■ Exercise: Set out every row below as a numbered list, skipping blank lines and leaving the pictures out.

■ Listed records:
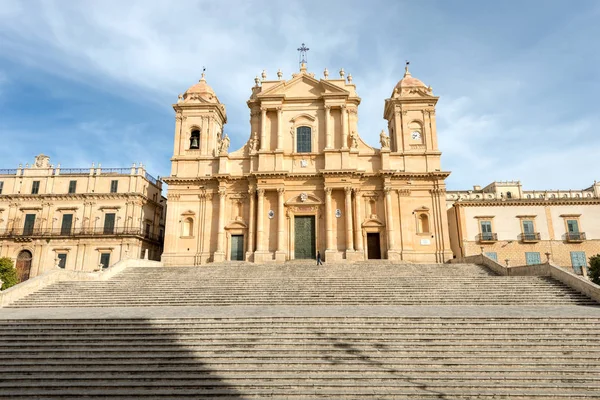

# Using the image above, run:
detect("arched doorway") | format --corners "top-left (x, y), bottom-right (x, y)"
top-left (17, 250), bottom-right (33, 283)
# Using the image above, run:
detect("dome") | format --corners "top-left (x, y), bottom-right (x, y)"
top-left (392, 65), bottom-right (431, 97)
top-left (183, 72), bottom-right (219, 103)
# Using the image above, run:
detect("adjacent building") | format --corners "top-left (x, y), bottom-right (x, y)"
top-left (0, 154), bottom-right (166, 281)
top-left (162, 64), bottom-right (452, 265)
top-left (446, 181), bottom-right (600, 274)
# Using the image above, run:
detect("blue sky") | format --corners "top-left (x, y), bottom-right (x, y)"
top-left (0, 0), bottom-right (600, 189)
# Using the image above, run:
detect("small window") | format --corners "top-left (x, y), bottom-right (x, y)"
top-left (31, 181), bottom-right (40, 194)
top-left (190, 130), bottom-right (200, 150)
top-left (103, 213), bottom-right (115, 235)
top-left (567, 219), bottom-right (579, 233)
top-left (296, 126), bottom-right (312, 153)
top-left (23, 214), bottom-right (35, 236)
top-left (479, 221), bottom-right (494, 240)
top-left (419, 214), bottom-right (429, 233)
top-left (60, 214), bottom-right (73, 236)
top-left (525, 252), bottom-right (542, 265)
top-left (69, 181), bottom-right (77, 193)
top-left (181, 217), bottom-right (194, 237)
top-left (57, 253), bottom-right (67, 269)
top-left (100, 253), bottom-right (110, 268)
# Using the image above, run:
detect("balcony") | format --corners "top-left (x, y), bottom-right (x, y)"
top-left (477, 232), bottom-right (498, 243)
top-left (565, 232), bottom-right (585, 243)
top-left (0, 227), bottom-right (162, 242)
top-left (519, 232), bottom-right (541, 243)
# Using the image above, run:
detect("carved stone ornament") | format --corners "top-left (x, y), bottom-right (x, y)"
top-left (34, 154), bottom-right (50, 168)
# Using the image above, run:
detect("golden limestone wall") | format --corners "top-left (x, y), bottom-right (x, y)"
top-left (162, 65), bottom-right (452, 265)
top-left (0, 155), bottom-right (166, 279)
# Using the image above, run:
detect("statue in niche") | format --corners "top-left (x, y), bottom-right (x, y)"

■ Answer to the exercise:
1. # Using the image above, run:
2. detect("arched doorway") | format --corners "top-left (x, y), bottom-right (x, y)"
3. top-left (17, 250), bottom-right (33, 283)
4. # Using the image above, run:
5. detect("dome") | format --corners "top-left (x, y), bottom-right (x, y)"
6. top-left (392, 65), bottom-right (431, 97)
7. top-left (183, 72), bottom-right (219, 103)
8. # Using the image above, run:
9. detect("adjacent building") | format --corners "top-left (x, y), bottom-right (x, y)"
10. top-left (0, 154), bottom-right (166, 281)
11. top-left (162, 64), bottom-right (452, 265)
12. top-left (446, 181), bottom-right (600, 274)
13. # Using the image above, run:
14. detect("blue sky") | format --corners "top-left (x, y), bottom-right (x, y)"
15. top-left (0, 0), bottom-right (600, 189)
16. # Using the image above, run:
17. detect("small window") | format --corners "top-left (x, y), bottom-right (x, y)"
18. top-left (31, 181), bottom-right (40, 194)
19. top-left (190, 130), bottom-right (200, 150)
20. top-left (103, 213), bottom-right (115, 235)
21. top-left (567, 219), bottom-right (579, 233)
22. top-left (296, 126), bottom-right (312, 153)
23. top-left (23, 214), bottom-right (35, 236)
24. top-left (479, 221), bottom-right (494, 240)
25. top-left (419, 214), bottom-right (429, 233)
26. top-left (60, 214), bottom-right (73, 236)
27. top-left (525, 252), bottom-right (542, 265)
28. top-left (69, 181), bottom-right (77, 193)
29. top-left (181, 217), bottom-right (194, 237)
30. top-left (57, 253), bottom-right (67, 269)
31. top-left (100, 253), bottom-right (110, 268)
32. # Using the image above, run:
33. detect("balcony") | format --corners "top-left (x, y), bottom-right (x, y)"
34. top-left (477, 232), bottom-right (498, 243)
35. top-left (565, 232), bottom-right (585, 243)
36. top-left (0, 227), bottom-right (162, 242)
37. top-left (519, 232), bottom-right (541, 243)
38. # Using the image above, run:
39. detect("carved stone ornament") | format --corners "top-left (x, y), bottom-right (x, y)"
40. top-left (34, 154), bottom-right (50, 168)
41. # Using the image above, run:
42. detect("golden limestone wall") | format --corners "top-left (x, y), bottom-right (x, y)"
43. top-left (162, 65), bottom-right (452, 265)
44. top-left (0, 155), bottom-right (166, 279)
45. # Using the image above, run:
46. detect("statue in niche") | format --corners "top-left (x, y), bottom-right (x, y)"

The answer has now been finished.